**TEXTO CITADO:**
¿Qué
opina Anthony Atkinson, mentor de Thomas Piketty, sobre la inequidad de la
distribución de ingresos y cómo solucionar este problema?
El
aumento de los ingresos elevados (y el estancamiento de los bajos) es en parte
el resultado de tendencias como la globalización o el cambio tecnológico.
Los
libros contemporáneos sobre la inequidad de la distribución de ingresos se
dividen en antes y después de la publicación de “El capital en el siglo XXI”,
de Thomas Piketty, cuya edición en francés salió en agosto del 2013 y, siete
meses después, su traducción al inglés causó revuelo y se convirtió en un best
seller internacional. El
estudio logró enfocar la atención y generar debate sobre la creciente riqueza e
inequidad, y hasta
ofreció un posible remedio: un impuesto global sobre el patrimonio.
Ahora es el turno del economista británico Anthony
Atkinson, quien acaba de publicar “Inequality: What Can Be Done?”. Además de
haber trabajado por más de cuatro décadas en la investigación de la inequidad y
la pobreza, fue mentor de Piketty y construyó con él una base de datos histórica sobre altos ingresos.
Atkinson eligió un enfoque más digerible para su libro, que es menos extenso y
más directo, y analiza las discusiones sobre política económica desde su posición a favor de una
agresiva intervención gubernamental.
Atkinson es más radical que Piketty: propone gravar con fuertes
impuestos a los ricos, quienes, estima, han tenido una tributación muy flexible
durante la última generación. Pero eso no es todo, pues también piensa que el
gobierno debe entrometerse en todo tipo de mercados para influenciar la
distribución de las recompensas económicas.
Sus recomendaciones son un retorno a las décadas de 1960
y 1970, cuando los
sindicatos eran una fuerza política dominante y el Estado era visto como un
necesario vigía de los mercados. Incluso los economistas que están a favor de la equidad,
tales como el propio Piketty, son renuentes a recomendar controles de salarios y garantías de empleo.
Pero Atkinson sí lo hace y aunque sus argumentos no sean totalmente
convincentes, sí podrían cambiar la dirección del debate.
El libro se inicia enunciando el daño causado por las
crecientes brechas de ingreso: castigan injustamente a los desfavorecidos, además que socavan el
crecimiento económico y la cohesión social. Quizás lo más importante sea que la inequidad en
la distribución de recursos económicos se traduce directamente en desiguales
oportunidades personales. La riqueza genera comodidad incluso si no es gastada, pues los ricos
están asegurados contra adversidades futuras o pueden utilizar su patrimonio
para alcanzar metas personales o profesionales.
La
inequidad en los países avanzados era elevada antes de las dos guerras
mundiales, pero cayó luego de 1945 para volver a incrementarse alrededor
de 1980. Dicho aumento caracteriza a la mayoría de economías ricas,
especialmente Estados Unidos y Reino Unido, y algunas emergentes como China.

**Algunas filas:**
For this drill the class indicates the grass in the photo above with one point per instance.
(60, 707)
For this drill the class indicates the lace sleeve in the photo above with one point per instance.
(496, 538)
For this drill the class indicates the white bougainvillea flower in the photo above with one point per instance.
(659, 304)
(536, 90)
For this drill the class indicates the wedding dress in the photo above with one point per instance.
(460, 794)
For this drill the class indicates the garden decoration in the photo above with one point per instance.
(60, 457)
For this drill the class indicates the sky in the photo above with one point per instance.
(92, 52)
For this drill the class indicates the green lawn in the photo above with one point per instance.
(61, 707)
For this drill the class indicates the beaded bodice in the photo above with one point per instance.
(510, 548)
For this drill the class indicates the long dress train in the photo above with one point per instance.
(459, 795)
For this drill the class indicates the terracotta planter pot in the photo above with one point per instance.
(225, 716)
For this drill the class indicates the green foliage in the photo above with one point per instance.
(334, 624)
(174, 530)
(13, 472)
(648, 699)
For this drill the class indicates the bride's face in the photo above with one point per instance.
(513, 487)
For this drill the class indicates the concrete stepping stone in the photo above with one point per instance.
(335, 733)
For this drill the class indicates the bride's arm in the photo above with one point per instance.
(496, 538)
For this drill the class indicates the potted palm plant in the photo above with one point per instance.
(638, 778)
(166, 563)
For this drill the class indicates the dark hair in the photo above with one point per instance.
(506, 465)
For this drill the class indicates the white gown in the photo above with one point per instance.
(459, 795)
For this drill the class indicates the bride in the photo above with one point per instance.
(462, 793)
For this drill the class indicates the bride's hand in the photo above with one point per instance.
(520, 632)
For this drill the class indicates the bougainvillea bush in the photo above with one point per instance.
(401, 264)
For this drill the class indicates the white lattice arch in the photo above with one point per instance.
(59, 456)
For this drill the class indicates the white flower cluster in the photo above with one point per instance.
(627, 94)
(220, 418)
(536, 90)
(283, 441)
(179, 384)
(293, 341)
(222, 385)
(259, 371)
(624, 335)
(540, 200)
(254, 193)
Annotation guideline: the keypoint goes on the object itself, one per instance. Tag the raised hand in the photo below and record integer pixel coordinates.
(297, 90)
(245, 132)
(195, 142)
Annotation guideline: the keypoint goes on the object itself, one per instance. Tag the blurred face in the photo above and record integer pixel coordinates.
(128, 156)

**CONJUNTO DE TAREAS:**
A) Responde estas preguntas según el texto sobre el libro de Atkinson:
(i) ¿En qué mes y año salió la edición en francés de "El capital en el siglo XXI"?
(ii) ¿Cómo se titula el libro que acaba de publicar Anthony Atkinson?
(iii) ¿Alrededor de qué año volvió a incrementarse la inequidad en los países avanzados?
B) Transcribe sin cambios el fragmento del texto sobre el libro de Atkinson que comienza en las palabras "El libro se" y termina después de "emergentes como China.".

**SOLUCIONES COMPLETAS:**
A)
(i) En agosto del 2013.
(ii) "Inequality: What Can Be Done?"
(iii) Alrededor de 1980.

B)
El libro se inicia enunciando el daño causado por las
crecientes brechas de ingreso: castigan injustamente a los desfavorecidos, además que socavan el
crecimiento económico y la cohesión social. Quizás lo más importante sea que la inequidad en
la distribución de recursos económicos se traduce directamente en desiguales
oportunidades personales. La riqueza genera comodidad incluso si no es gastada, pues los ricos
están asegurados contra adversidades futuras o pueden utilizar su patrimonio
para alcanzar metas personales o profesionales.
La
inequidad en los países avanzados era elevada antes de las dos guerras
mundiales, pero cayó luego de 1945 para volver a incrementarse alrededor
de 1980. Dicho aumento caracteriza a la mayoría de economías ricas,
especialmente Estados Unidos y Reino Unido, y algunas emergentes como China.